Activity: Repeat only what appears from the line containing "Check that each instance of the trimmed" through the last line of the listing below, exactly as written.

Task inputs:
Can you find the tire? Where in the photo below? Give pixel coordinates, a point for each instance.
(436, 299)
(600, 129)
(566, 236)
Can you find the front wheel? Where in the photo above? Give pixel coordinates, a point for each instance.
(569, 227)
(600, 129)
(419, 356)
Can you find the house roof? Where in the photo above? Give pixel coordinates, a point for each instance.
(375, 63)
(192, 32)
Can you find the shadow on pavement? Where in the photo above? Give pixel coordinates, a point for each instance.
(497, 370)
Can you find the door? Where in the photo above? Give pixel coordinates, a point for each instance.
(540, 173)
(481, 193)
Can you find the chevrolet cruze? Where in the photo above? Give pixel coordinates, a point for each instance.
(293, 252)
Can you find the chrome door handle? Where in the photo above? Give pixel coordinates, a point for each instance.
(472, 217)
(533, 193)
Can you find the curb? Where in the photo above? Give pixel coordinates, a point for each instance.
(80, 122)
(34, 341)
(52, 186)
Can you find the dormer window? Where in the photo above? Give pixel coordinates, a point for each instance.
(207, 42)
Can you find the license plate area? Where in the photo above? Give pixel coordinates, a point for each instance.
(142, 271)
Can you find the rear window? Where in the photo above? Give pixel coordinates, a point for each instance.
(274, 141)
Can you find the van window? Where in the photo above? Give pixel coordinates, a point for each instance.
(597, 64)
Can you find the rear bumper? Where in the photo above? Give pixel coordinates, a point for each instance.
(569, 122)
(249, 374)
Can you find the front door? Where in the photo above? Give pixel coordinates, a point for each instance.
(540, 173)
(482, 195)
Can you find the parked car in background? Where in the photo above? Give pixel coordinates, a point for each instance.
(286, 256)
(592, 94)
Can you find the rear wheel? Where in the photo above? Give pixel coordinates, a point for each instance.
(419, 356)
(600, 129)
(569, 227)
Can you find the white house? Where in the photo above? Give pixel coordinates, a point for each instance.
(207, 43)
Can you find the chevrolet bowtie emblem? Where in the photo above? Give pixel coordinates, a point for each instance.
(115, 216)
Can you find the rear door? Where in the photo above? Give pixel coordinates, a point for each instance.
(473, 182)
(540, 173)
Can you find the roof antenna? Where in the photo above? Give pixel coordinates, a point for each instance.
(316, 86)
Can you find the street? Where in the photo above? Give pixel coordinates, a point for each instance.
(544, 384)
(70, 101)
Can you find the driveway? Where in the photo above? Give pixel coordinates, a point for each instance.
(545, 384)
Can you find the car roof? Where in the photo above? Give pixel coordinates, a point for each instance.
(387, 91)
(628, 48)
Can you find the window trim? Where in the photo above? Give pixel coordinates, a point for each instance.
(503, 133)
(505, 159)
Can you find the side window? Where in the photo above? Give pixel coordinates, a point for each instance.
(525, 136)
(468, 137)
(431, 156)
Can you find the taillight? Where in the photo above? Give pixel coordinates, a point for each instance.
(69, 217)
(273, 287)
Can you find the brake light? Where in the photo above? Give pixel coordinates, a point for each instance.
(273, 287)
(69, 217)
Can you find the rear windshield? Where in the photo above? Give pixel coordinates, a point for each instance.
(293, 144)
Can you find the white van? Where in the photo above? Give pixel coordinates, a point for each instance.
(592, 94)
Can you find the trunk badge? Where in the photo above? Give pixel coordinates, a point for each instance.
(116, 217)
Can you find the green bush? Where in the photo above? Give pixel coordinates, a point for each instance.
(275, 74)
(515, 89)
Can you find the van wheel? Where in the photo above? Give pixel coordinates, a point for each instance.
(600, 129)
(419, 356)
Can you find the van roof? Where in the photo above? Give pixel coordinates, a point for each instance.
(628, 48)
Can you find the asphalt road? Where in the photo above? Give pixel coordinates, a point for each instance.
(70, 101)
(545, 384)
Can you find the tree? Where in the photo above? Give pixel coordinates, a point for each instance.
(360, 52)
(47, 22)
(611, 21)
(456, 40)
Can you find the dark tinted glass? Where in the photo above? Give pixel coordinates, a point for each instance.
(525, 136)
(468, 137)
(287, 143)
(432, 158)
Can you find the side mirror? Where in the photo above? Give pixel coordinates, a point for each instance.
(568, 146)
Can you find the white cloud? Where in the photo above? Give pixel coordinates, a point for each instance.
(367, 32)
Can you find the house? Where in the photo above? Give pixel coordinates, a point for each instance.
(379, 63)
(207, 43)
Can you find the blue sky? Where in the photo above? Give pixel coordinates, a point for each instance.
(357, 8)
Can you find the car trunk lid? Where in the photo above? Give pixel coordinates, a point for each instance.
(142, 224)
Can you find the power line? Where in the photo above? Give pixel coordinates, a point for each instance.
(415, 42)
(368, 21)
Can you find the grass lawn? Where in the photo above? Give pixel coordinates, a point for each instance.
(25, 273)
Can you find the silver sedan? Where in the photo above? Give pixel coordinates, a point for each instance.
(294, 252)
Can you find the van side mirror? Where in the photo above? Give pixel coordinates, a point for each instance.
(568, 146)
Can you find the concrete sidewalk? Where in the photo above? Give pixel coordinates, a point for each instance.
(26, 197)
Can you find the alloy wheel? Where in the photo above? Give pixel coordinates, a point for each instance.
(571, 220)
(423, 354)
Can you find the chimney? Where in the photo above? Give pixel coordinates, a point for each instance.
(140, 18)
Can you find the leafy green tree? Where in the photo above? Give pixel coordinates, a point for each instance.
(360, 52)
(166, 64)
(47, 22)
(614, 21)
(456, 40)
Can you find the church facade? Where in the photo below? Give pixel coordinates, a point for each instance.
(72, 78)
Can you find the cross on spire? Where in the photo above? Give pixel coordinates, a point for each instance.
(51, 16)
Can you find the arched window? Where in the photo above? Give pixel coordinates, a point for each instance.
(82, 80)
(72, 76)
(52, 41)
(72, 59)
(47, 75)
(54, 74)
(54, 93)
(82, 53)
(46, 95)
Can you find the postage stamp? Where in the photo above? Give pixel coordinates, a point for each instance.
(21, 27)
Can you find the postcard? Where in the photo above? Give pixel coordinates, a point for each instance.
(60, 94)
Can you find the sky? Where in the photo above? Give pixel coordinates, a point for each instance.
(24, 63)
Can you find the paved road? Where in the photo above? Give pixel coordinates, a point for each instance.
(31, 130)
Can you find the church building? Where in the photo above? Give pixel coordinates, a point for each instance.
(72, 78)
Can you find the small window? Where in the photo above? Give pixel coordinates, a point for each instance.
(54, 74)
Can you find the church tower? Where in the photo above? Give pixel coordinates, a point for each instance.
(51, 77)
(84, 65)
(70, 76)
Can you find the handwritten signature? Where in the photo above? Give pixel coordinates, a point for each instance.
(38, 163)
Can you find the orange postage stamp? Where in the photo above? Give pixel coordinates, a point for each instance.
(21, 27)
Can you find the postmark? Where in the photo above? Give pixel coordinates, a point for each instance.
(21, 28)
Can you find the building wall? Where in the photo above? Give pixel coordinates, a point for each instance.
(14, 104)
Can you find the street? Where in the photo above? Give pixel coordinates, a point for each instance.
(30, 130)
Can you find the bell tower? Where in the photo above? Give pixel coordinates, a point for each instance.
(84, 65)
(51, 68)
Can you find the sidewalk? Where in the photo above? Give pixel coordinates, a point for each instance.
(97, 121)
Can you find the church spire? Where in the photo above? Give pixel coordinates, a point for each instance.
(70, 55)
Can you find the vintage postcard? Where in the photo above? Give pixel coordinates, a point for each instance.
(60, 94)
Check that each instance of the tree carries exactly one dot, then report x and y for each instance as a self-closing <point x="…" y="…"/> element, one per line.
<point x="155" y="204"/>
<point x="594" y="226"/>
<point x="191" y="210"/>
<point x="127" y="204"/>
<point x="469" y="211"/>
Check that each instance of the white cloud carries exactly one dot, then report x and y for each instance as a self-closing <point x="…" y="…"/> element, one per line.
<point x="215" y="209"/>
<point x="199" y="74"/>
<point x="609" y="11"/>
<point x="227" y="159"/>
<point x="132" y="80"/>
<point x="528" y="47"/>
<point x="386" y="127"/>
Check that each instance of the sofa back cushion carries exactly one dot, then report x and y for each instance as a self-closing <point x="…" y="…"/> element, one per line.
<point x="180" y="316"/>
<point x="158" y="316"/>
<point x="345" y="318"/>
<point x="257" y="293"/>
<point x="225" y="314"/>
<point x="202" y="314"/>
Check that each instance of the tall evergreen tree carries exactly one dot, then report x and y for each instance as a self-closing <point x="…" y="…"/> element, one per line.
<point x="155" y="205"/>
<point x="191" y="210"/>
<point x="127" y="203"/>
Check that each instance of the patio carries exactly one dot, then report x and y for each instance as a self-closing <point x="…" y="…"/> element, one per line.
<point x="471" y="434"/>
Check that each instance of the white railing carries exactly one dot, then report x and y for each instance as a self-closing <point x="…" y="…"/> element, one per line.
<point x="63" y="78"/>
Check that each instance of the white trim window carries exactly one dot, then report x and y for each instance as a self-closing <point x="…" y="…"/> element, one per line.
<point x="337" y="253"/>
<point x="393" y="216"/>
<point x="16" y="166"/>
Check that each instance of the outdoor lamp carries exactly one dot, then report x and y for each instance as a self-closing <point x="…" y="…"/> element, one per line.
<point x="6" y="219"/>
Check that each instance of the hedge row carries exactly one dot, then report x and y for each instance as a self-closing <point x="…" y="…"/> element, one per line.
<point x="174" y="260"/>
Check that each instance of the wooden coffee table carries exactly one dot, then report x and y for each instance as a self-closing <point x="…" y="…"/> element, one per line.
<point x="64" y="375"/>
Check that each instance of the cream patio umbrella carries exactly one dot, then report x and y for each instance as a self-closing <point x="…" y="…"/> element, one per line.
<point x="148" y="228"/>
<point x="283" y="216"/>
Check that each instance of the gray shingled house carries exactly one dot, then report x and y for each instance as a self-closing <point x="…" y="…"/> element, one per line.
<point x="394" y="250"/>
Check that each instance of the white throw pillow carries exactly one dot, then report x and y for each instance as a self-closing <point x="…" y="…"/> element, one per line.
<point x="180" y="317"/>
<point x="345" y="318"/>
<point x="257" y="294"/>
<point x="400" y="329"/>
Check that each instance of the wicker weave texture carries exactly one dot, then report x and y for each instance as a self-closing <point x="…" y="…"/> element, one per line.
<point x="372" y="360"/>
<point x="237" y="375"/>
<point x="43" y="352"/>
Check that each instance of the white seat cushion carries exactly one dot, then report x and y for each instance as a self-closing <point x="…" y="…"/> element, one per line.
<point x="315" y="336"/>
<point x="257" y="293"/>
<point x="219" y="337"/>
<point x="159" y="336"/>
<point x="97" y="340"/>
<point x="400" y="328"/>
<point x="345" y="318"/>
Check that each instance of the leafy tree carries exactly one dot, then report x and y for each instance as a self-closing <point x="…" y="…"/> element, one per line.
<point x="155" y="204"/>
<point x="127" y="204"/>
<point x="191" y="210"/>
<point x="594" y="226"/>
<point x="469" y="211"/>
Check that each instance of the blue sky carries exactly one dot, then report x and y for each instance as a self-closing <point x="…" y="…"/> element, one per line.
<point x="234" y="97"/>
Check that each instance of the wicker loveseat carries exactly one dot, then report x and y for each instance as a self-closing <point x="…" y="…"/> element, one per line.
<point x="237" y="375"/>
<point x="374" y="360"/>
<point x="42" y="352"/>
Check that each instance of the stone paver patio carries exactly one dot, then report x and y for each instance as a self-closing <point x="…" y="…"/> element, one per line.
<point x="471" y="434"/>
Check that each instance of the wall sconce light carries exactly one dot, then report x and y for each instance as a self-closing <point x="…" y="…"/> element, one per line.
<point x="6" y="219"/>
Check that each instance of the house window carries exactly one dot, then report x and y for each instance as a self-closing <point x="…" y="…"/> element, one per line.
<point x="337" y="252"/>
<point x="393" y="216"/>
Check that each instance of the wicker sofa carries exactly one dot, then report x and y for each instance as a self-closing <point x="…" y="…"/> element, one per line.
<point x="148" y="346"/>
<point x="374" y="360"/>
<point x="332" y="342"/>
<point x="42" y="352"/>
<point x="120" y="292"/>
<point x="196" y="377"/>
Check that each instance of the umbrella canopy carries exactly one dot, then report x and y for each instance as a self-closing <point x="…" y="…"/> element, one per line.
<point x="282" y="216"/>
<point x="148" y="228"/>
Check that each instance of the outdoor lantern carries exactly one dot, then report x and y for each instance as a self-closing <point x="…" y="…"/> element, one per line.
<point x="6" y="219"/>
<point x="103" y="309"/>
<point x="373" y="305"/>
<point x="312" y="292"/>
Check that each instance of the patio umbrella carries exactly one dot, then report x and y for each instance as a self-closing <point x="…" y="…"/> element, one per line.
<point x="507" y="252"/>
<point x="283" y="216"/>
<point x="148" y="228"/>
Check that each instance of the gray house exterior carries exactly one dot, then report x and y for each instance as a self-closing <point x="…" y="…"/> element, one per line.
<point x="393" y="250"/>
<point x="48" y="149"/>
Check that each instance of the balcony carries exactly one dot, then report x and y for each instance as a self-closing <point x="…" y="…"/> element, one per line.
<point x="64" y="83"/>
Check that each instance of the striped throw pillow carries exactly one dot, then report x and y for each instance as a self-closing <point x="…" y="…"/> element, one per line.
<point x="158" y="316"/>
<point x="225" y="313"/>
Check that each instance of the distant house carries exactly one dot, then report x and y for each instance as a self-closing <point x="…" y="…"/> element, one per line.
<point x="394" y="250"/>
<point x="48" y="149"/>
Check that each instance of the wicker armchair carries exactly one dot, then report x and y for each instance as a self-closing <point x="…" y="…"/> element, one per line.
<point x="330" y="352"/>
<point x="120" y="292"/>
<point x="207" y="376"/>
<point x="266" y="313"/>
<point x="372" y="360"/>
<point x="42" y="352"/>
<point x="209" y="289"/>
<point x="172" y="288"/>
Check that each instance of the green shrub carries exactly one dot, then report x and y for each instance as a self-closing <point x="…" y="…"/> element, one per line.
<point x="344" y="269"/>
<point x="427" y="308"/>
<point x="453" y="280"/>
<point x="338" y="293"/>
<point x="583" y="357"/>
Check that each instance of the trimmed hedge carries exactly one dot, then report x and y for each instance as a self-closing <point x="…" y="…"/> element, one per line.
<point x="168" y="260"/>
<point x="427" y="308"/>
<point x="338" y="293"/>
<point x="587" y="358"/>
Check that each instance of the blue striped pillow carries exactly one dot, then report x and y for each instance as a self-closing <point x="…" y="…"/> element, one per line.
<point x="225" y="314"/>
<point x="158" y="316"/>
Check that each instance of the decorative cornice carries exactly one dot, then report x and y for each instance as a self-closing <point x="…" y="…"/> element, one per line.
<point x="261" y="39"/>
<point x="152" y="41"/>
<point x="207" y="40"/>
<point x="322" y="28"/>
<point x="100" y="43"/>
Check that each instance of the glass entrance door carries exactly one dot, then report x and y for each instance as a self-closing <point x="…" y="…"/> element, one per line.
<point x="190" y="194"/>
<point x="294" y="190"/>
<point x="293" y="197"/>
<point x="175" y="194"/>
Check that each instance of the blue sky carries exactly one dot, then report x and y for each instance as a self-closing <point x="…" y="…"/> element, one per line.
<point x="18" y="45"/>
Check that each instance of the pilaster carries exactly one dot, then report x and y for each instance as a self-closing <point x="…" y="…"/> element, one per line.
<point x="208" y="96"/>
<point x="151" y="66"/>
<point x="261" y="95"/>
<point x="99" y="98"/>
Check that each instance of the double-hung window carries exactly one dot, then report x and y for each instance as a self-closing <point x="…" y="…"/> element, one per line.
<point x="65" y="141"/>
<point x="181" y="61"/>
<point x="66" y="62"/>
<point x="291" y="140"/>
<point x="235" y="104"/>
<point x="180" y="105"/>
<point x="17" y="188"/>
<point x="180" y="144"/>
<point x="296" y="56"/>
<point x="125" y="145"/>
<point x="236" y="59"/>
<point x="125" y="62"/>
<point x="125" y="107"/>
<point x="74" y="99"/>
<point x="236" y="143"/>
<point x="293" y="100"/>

Problem solution:
Check that each instance of the trimmed hedge carries exactly one dot, then report x and y for each instance as a self-closing <point x="…" y="…"/> element, one per line.
<point x="168" y="260"/>
<point x="427" y="308"/>
<point x="338" y="293"/>
<point x="587" y="358"/>
Check that each instance of the blue striped pillow carries exactly one dot, then report x and y for each instance as a self-closing <point x="…" y="…"/> element, one per line.
<point x="225" y="314"/>
<point x="158" y="316"/>
Check that each instance of the decorative cornice carries exactly one dot, then report x and y for each instance as a self-closing <point x="…" y="…"/> element, one per line.
<point x="261" y="39"/>
<point x="152" y="41"/>
<point x="207" y="40"/>
<point x="322" y="28"/>
<point x="100" y="43"/>
Check that each instance of the glass entrance door carries exactly one dot, then report x and y for each instance as a self-closing <point x="…" y="…"/> element, one per line.
<point x="190" y="194"/>
<point x="294" y="190"/>
<point x="293" y="197"/>
<point x="175" y="194"/>
Check that each instance of the blue sky carries exactly one dot, then report x and y for each instance as a self-closing <point x="…" y="…"/> element, one per line.
<point x="18" y="45"/>
Check that each instance of the pilaster carries exactly one dot, then report x and y for each instance as a self-closing <point x="…" y="…"/> element, one per line.
<point x="208" y="96"/>
<point x="151" y="66"/>
<point x="261" y="95"/>
<point x="99" y="98"/>
Check that each instance of the double-hung window carries exactly one dot, then report x and y for each instance as a self-closing <point x="…" y="…"/> element, one per line.
<point x="65" y="141"/>
<point x="181" y="61"/>
<point x="66" y="62"/>
<point x="291" y="140"/>
<point x="235" y="104"/>
<point x="180" y="105"/>
<point x="17" y="188"/>
<point x="180" y="144"/>
<point x="296" y="56"/>
<point x="125" y="145"/>
<point x="236" y="59"/>
<point x="125" y="62"/>
<point x="125" y="107"/>
<point x="74" y="99"/>
<point x="236" y="143"/>
<point x="293" y="100"/>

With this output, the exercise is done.